▶ _Record excerpts_
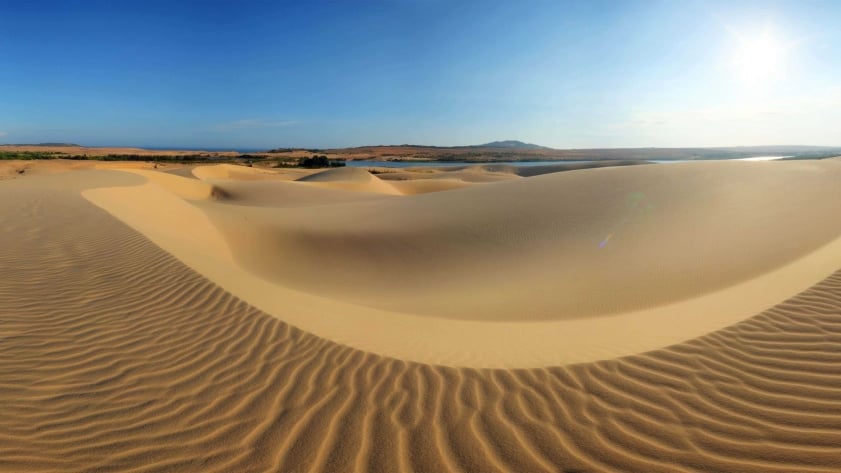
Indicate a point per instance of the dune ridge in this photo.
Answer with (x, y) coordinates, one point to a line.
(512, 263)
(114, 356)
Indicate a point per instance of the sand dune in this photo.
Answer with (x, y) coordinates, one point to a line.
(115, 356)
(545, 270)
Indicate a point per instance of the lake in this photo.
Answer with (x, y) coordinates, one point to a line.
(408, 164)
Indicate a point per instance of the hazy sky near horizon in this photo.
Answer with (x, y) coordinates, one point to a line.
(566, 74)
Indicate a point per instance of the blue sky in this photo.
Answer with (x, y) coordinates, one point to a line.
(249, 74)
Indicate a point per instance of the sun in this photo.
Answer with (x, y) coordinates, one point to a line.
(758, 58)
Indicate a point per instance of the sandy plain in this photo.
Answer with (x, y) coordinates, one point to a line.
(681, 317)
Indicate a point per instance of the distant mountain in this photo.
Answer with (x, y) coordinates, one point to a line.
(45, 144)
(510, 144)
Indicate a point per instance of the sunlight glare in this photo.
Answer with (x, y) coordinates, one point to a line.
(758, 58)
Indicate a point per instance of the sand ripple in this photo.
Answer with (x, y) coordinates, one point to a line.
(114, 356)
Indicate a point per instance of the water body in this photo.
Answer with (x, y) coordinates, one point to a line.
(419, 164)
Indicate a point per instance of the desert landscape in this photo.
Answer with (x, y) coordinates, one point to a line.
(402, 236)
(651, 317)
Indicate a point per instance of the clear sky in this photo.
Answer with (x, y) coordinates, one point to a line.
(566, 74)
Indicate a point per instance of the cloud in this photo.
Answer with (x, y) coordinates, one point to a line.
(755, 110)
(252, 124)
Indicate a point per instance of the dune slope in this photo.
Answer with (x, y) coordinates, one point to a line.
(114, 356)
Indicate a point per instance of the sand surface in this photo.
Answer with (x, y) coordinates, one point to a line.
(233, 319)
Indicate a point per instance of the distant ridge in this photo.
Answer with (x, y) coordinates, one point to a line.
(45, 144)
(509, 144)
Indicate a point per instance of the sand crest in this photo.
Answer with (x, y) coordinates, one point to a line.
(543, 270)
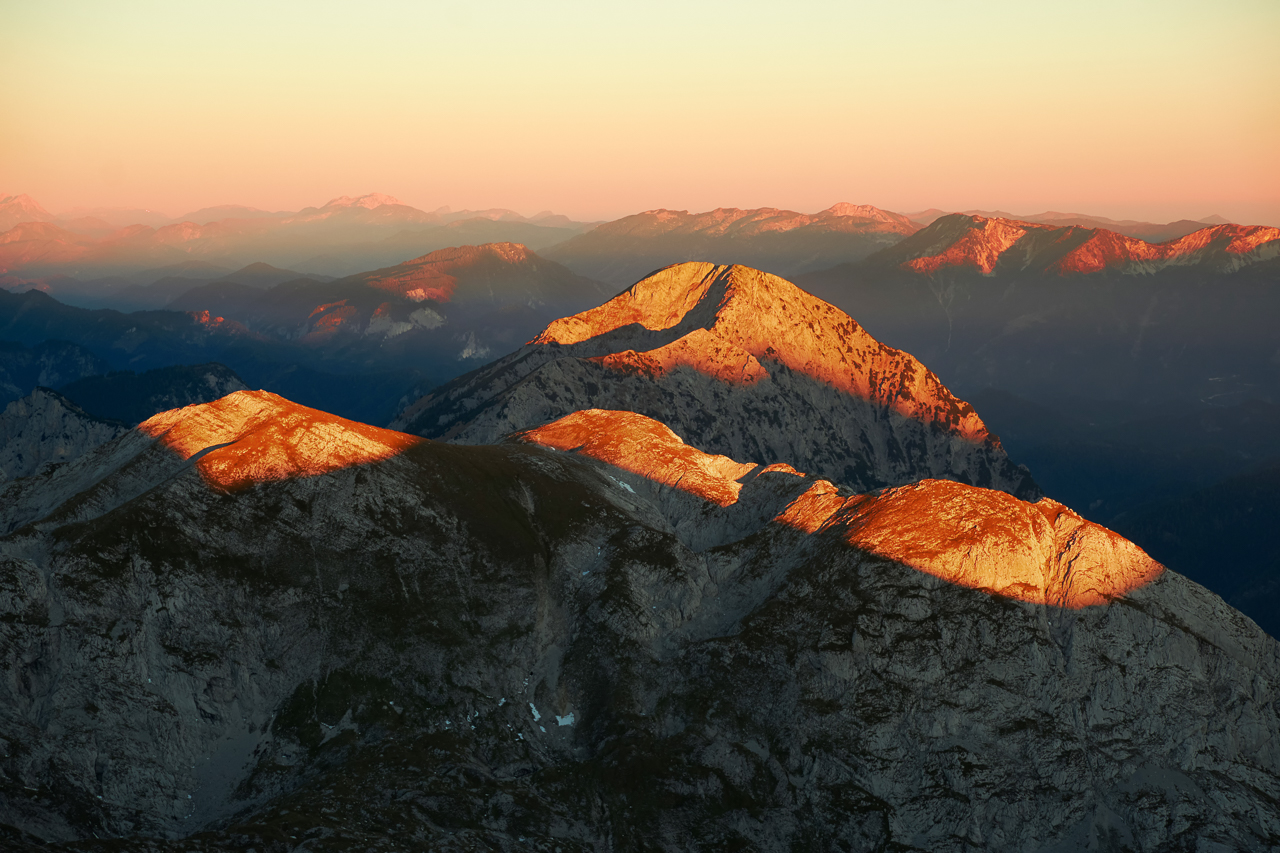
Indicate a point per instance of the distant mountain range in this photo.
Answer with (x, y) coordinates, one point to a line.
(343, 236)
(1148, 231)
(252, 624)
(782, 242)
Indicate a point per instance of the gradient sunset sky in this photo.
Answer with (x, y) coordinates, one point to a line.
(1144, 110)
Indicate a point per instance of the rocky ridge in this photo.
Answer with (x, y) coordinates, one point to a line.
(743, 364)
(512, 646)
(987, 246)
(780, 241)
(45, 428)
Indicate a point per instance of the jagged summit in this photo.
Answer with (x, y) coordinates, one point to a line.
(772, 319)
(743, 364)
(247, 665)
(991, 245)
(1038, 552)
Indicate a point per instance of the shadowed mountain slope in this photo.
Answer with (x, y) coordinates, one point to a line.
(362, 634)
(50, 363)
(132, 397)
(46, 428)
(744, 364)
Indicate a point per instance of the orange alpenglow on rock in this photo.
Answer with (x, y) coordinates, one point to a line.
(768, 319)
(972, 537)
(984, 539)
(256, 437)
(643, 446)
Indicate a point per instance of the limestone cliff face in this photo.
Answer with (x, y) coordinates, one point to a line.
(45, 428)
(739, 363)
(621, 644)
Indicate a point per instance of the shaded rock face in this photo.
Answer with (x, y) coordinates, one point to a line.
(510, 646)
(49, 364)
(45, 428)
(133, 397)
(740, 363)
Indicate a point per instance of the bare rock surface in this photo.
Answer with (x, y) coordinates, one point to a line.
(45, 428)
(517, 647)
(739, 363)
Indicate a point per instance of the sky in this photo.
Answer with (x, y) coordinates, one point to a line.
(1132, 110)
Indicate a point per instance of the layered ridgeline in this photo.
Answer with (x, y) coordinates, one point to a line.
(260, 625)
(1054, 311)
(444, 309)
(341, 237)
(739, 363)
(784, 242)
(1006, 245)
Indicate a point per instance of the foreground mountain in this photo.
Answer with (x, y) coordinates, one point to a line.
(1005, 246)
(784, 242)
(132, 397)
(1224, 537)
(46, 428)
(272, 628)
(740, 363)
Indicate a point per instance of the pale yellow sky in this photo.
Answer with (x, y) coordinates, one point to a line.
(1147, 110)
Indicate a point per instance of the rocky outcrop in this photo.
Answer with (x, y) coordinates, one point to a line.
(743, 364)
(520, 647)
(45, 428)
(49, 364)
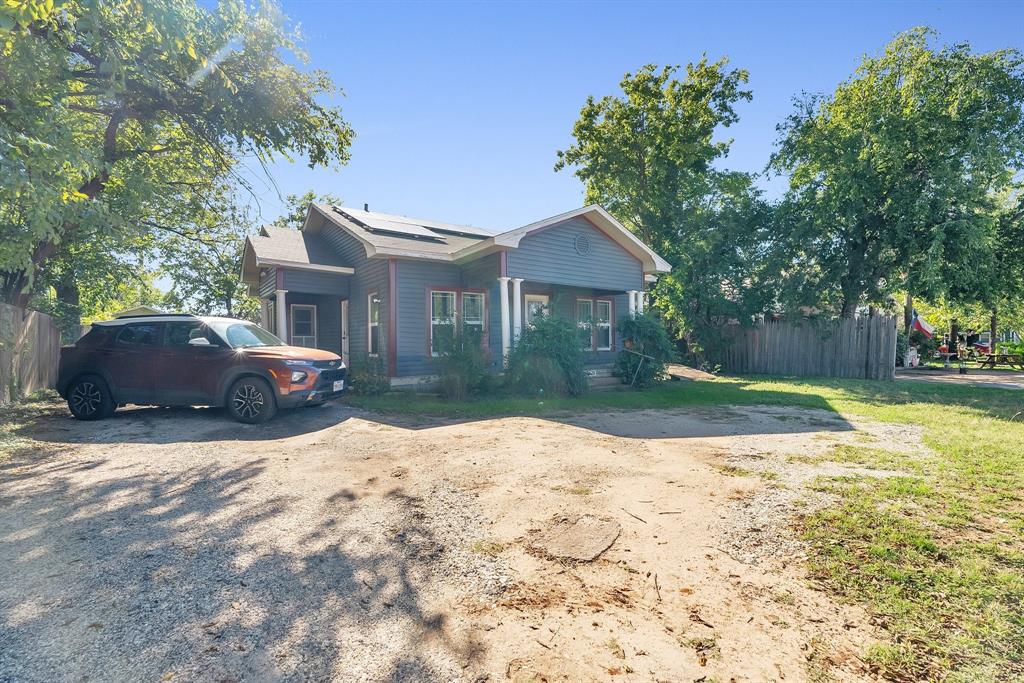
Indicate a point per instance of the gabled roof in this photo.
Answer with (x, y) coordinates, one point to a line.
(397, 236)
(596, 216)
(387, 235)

▶ _Task objective_
Search the listing above for lines containing "surface", and copy them.

▶ _Exercise result_
Indicate a point per instance of the sand surface in this photo.
Indicate a point per instance of the bare rock surface in this photo.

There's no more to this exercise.